* [WHAT TO PRODUCE]
Would you write out, word for word, each line of the records below from the top through the one holding "box: [138, 625, 280, 688]"?

* [SUPPLIED DATA]
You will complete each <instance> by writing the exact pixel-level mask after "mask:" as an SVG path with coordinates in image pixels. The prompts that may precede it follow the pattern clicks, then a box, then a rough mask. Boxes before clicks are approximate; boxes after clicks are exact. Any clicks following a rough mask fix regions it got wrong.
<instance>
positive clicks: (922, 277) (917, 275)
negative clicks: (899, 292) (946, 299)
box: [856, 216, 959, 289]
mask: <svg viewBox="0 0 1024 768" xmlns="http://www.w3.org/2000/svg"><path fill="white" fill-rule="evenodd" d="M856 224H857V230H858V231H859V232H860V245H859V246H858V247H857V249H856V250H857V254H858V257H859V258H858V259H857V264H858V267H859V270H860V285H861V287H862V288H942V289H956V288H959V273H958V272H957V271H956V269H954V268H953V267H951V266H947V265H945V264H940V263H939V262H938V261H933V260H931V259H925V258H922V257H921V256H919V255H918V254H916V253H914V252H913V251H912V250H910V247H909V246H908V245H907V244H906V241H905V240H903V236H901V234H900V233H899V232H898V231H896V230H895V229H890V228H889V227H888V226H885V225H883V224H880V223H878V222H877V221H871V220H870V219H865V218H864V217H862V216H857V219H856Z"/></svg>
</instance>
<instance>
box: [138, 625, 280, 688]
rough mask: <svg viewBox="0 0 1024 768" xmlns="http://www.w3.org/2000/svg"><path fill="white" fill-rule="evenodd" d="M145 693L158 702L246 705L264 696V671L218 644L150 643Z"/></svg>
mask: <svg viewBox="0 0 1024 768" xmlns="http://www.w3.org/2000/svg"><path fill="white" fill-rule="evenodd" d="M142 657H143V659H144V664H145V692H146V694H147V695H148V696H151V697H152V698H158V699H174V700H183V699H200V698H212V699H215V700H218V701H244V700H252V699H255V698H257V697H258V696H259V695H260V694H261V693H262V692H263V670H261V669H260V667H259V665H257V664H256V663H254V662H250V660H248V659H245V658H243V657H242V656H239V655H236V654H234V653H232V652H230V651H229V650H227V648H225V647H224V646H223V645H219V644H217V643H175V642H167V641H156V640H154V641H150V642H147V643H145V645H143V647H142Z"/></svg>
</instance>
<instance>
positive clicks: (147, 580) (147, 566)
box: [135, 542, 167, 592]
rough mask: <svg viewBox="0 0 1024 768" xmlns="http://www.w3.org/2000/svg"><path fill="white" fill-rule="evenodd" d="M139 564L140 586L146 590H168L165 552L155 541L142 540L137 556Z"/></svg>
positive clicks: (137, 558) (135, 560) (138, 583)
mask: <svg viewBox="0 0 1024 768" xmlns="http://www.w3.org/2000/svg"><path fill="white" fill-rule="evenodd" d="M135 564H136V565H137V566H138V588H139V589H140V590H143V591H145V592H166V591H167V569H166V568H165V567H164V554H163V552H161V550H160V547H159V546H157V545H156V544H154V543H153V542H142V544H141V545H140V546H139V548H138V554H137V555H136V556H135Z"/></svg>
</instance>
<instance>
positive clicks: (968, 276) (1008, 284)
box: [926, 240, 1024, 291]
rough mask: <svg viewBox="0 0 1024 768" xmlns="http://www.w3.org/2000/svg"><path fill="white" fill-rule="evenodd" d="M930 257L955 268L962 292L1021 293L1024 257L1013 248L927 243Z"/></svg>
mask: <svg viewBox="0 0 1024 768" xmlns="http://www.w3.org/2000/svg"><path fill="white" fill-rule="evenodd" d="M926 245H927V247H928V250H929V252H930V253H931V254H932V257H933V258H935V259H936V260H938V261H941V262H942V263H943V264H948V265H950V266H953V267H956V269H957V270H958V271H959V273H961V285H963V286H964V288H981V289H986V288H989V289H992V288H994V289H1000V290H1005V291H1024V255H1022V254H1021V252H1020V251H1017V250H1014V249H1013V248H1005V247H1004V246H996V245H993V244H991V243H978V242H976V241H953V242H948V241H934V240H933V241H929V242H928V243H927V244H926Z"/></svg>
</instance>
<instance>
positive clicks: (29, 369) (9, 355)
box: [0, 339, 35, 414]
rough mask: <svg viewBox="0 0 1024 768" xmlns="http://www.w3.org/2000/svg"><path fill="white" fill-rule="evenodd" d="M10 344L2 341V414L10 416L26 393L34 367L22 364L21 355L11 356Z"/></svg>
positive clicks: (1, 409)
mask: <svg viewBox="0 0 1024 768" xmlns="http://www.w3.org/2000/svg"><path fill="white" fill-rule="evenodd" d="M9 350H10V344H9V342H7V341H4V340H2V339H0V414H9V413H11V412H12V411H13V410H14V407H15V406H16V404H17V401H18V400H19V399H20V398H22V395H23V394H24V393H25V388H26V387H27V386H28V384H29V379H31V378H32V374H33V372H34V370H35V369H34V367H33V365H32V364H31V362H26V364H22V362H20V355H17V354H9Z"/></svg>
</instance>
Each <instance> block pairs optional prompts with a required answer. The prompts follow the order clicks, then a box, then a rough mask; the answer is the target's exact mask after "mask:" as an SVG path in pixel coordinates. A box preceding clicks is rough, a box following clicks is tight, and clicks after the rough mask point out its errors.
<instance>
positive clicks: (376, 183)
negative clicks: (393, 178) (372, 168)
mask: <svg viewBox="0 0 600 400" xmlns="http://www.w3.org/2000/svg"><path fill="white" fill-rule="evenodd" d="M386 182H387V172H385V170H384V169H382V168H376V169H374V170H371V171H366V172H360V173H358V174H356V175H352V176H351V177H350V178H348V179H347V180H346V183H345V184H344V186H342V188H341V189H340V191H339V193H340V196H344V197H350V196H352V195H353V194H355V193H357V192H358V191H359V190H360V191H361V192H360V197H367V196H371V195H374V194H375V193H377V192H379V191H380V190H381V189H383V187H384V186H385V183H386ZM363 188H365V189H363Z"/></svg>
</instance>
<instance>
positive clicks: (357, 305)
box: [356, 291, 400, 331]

* [ANSWER AREA]
You will complete each <instance> by writing the exact pixel-level mask after "mask:" as an SVG path with coordinates in image pixels. The prompts that may precede it follow the pattern clicks, then a box, then a rough mask. Boxes before clicks are approximate; boxes after clicks are exact. Any clicks following a rough mask fix regions it got wrong.
<instance>
positive clicks: (922, 277) (917, 275)
negative clicks: (899, 292) (946, 299)
box: [856, 216, 959, 289]
mask: <svg viewBox="0 0 1024 768" xmlns="http://www.w3.org/2000/svg"><path fill="white" fill-rule="evenodd" d="M856 224H857V230H858V231H859V232H860V245H859V246H858V247H857V249H856V250H857V254H858V257H859V258H858V259H857V264H858V267H859V270H860V285H861V287H862V288H942V289H956V288H959V273H958V272H957V271H956V269H954V268H953V267H951V266H947V265H945V264H940V263H939V262H938V261H933V260H931V259H925V258H922V257H921V256H919V255H918V254H916V253H914V252H913V251H912V250H910V247H909V246H908V245H907V244H906V241H905V240H903V236H901V234H900V233H899V232H898V231H896V230H895V229H890V228H889V227H888V226H885V225H883V224H880V223H878V222H877V221H871V220H870V219H865V218H864V217H862V216H857V219H856Z"/></svg>
</instance>
<instance>
box: [138, 625, 280, 688]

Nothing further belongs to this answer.